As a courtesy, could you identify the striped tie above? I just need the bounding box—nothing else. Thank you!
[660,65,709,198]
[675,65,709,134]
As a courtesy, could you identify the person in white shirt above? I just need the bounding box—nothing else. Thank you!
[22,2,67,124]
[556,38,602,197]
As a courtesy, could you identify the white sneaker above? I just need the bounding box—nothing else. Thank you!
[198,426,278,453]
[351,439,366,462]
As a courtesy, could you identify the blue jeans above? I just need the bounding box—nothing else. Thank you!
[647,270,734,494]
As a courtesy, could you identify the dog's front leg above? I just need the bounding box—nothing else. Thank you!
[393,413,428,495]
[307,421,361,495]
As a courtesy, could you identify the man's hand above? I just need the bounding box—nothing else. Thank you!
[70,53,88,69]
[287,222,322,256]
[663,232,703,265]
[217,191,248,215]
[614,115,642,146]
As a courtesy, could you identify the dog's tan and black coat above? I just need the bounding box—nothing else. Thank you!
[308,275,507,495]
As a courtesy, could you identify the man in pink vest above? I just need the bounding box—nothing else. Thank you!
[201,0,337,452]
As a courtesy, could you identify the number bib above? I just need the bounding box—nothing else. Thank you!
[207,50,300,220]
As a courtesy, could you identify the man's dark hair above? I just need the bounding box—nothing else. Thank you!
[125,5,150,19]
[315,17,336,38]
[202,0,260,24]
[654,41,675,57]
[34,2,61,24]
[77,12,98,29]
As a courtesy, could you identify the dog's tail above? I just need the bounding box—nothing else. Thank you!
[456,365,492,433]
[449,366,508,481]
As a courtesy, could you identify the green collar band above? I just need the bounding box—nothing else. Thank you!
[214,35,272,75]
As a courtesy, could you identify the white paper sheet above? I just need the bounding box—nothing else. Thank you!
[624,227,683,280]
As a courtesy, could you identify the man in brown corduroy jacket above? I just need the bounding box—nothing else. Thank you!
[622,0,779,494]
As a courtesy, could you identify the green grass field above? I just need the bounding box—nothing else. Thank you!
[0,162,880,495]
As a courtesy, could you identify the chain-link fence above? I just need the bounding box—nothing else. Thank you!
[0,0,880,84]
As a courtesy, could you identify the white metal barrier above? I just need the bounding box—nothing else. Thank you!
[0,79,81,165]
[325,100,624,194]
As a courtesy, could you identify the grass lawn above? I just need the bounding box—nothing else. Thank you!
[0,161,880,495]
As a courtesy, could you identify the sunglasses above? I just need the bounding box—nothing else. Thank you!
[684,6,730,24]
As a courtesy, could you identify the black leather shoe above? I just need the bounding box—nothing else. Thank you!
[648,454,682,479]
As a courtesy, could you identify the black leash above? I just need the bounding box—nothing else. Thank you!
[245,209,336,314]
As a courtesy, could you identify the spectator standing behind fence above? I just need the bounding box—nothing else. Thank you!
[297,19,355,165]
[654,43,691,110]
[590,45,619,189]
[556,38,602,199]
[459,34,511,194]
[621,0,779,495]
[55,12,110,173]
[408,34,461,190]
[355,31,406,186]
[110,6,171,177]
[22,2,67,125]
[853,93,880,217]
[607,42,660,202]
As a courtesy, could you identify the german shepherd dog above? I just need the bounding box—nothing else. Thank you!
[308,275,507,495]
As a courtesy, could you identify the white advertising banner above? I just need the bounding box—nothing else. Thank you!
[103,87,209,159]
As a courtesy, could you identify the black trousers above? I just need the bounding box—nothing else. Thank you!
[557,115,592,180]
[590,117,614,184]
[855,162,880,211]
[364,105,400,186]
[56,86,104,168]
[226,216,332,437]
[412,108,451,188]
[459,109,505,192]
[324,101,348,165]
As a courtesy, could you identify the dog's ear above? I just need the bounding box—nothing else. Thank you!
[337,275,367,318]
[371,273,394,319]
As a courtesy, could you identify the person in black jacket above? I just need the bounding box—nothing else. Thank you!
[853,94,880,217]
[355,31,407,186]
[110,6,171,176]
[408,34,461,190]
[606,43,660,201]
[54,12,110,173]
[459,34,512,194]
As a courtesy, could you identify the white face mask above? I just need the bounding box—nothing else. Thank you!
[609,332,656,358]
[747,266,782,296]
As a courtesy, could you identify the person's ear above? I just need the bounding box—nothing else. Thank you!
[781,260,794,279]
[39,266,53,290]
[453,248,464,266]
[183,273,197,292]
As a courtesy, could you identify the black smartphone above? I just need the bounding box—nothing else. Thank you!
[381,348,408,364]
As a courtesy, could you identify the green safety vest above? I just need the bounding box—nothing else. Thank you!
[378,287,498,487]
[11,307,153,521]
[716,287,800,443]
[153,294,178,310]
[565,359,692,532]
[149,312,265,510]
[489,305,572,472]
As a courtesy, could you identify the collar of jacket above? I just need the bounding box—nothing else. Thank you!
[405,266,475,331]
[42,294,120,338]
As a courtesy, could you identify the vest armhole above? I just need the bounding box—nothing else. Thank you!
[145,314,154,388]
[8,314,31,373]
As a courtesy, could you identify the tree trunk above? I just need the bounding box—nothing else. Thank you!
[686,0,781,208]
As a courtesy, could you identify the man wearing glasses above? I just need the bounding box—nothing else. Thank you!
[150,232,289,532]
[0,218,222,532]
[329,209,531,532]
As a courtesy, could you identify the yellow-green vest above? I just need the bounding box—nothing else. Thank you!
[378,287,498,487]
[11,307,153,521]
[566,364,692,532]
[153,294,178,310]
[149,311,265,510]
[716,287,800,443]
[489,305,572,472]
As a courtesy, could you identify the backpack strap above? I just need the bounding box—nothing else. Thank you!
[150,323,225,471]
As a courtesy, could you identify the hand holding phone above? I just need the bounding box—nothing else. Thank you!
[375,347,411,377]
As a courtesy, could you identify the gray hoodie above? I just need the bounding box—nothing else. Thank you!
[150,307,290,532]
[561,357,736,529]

= Goal =
Reproduce all of the material above with every "bounding box" swapped for "bounding rectangle", leaving everything else unchanged.

= Output =
As a courtesy, could you identify the striped tie above? I just need the bounding rectangle—nothing else. Thank you!
[660,65,709,198]
[675,65,709,134]
As a courtesy, could you identify the person in white shirt above? I just need the bounding rectangle—nothing else. Thank you!
[22,2,67,124]
[556,38,602,197]
As a courtesy, could you identify the white sneaker above? I just need the bounding rectangle—nothing else. Thank you!
[198,426,278,453]
[351,439,366,462]
As a courtesy, could you identify the blue jeans above? I just need the bounding rectangle—nothing else. Thank you!
[647,270,734,494]
As a courtesy, could you identify the dog's front leg above? I just need the bounding rectangle—nothing else. Thank you!
[393,413,428,495]
[307,421,361,495]
As a courtesy, could you identify the man's hand above? I just need the bounding rectangle—nothing else. Thank you!
[70,53,88,69]
[287,222,322,256]
[663,232,703,265]
[217,191,248,215]
[614,115,642,146]
As a courtesy, could you identify the dog's tan and black coat above? I just need the bounding rectangle—nothing else. Thank you!
[308,275,507,495]
As a courtesy, could you identify the man in pink vest above? I just need the bounding rectangle—nothing else. Thank you!
[201,0,337,452]
As a courtesy, could you identify the number bib above? I just need the bounding rectangle—nothing else. Thank you!
[207,50,300,220]
As a courtesy, could you identify the man's dark hair above? I just need the bounding rectangle—nothing else. Thank you!
[125,5,150,19]
[315,17,336,38]
[202,0,260,24]
[654,41,675,57]
[34,2,61,24]
[77,12,98,29]
As a courtesy, could you identify the dog's tail above? I just need the bounding rectangle—nothing else. Thank you!
[456,365,492,433]
[449,366,508,481]
As a courtesy, could you identify the green collar band above? I just need the bounding rectangle—nothing else. Thank you!
[214,35,272,75]
As a courtesy, could you identify the white paper sheet above? I just need the bounding rectangle—nothing else. Thank you!
[624,227,683,280]
As a courtesy, could you identify the man in brown corduroy jacket above? I just need the bounding rectangle—nothing else. Thank you!
[622,0,779,494]
As a courtesy, could you identify the green grass field above? I just need the bounding rectangle—nothing else. Thank you!
[0,162,880,495]
As a courtesy, could you identify the chain-link fence above? I just need the bounding rectangle—nothing else. Thank you!
[0,0,880,84]
As a courtesy, could you identify the white metal barrier above? I just need the bounding rectangle—nothing else. Thank you!
[0,79,81,165]
[325,100,624,194]
As a courtesy, could you identify the grass lawn above? I just need the bounding rectangle—nothing else. Thank you!
[0,161,880,495]
As a courtesy, could you identify the sunglasses above? I just need the bounding rectangle—nothing else. Thank you!
[684,6,730,24]
As a courtesy, could you identify the black leather shoe above? I just need the bounding rectangle—nothing else. Thank you!
[648,454,682,479]
As a courtesy, could you identify the black leash above? I just need the bounding rectangle—nothing else. Thank you!
[245,209,336,314]
As a courtesy, could you identify the spectator standing behind fence above? I just need the bounding rectangle—nothing else. Thank you!
[297,19,355,165]
[654,43,691,110]
[590,45,619,189]
[556,38,602,199]
[459,34,511,194]
[621,0,779,495]
[55,12,110,173]
[408,34,461,190]
[355,31,406,186]
[110,6,171,177]
[22,2,67,125]
[853,93,880,217]
[607,42,660,202]
As a courtesy, could you identify the german shepherd dog above? I just need the bounding rectangle—nothing else. Thank you!
[308,275,507,495]
As a courtesy, could you identify the white advertising banner above? I just need the bounding rectangle—nothing else. Thank you!
[103,87,209,159]
As a courtesy, could you identify the black trousers above? I just need the bounding rectangle—nothing else. Thank you!
[557,115,592,180]
[590,117,614,184]
[855,162,880,211]
[364,105,400,186]
[56,86,104,168]
[226,216,332,437]
[412,108,451,188]
[459,109,505,192]
[324,101,348,165]
As a courtesy, could you identify the dog's ear above? I just need the bounding rectangle—nothing else. Thank you!
[337,275,367,318]
[371,273,394,319]
As a courtesy, could you identify the person in black jacket above? I just need the bounding rectangle—nothing else. Thank you!
[853,94,880,217]
[355,31,407,186]
[110,6,171,176]
[408,34,461,190]
[606,43,660,201]
[54,12,110,173]
[459,34,512,194]
As a courtesy, could you identify the white face mask above? I just need the bounding rectangle—nothing else. Thank you!
[609,332,656,358]
[747,266,782,296]
As a courtesy, could you identify the person's ear above? I just need the bounding rectangle—nothing else. Thank you!
[781,260,794,279]
[39,266,53,290]
[453,248,464,266]
[183,273,197,292]
As a courtesy, could you identify the black smartphone above? I just need the bounding rectangle—nothing else. Thank you!
[381,348,408,364]
As a courtesy, could you identify the green safety vest above? I just need the bounding rectangle—nothing else. Thank you!
[378,287,498,487]
[11,307,153,521]
[716,287,800,443]
[153,294,178,310]
[565,359,692,532]
[149,312,265,510]
[489,305,572,472]
As a courtesy, could you identify the collar of jacket above? I just need the bounding rectangle—nothing else. Thank you!
[405,266,475,331]
[42,294,120,338]
As a courtesy, could you identify the vest armhole above? I just need the bounding rectangle—nothing else. Thank you!
[145,314,154,388]
[8,314,31,373]
As a courtesy, could you identify the tree trunk above? I just need the bounding rectangle—nothing else. Thank you!
[686,0,781,208]
As a courtesy, could you identify the man wearing glasses above? I just need the bounding rectangle—nothing else. Thank you!
[150,232,289,532]
[0,218,222,532]
[329,209,531,532]
As a courtesy, could you identify the yellow-green vest above? I just need the bounding rectangle—nothing else. Thank you!
[378,287,498,487]
[11,307,153,521]
[566,364,692,532]
[153,294,178,310]
[149,311,265,510]
[716,287,800,443]
[489,305,572,472]
As a courtesy, could you identify the backpack strap above? I just need the bounding rectangle—nothing else. Thank you!
[150,323,225,471]
As a courtesy, could you identify the hand holding phone above? I just need the bounding rectangle—nothing else. Thank you!
[375,347,411,377]
As a courtesy, could you identify the gray hoodie above? I just need the bounding rectangle—nothing else. Thank you!
[150,307,290,532]
[561,357,736,529]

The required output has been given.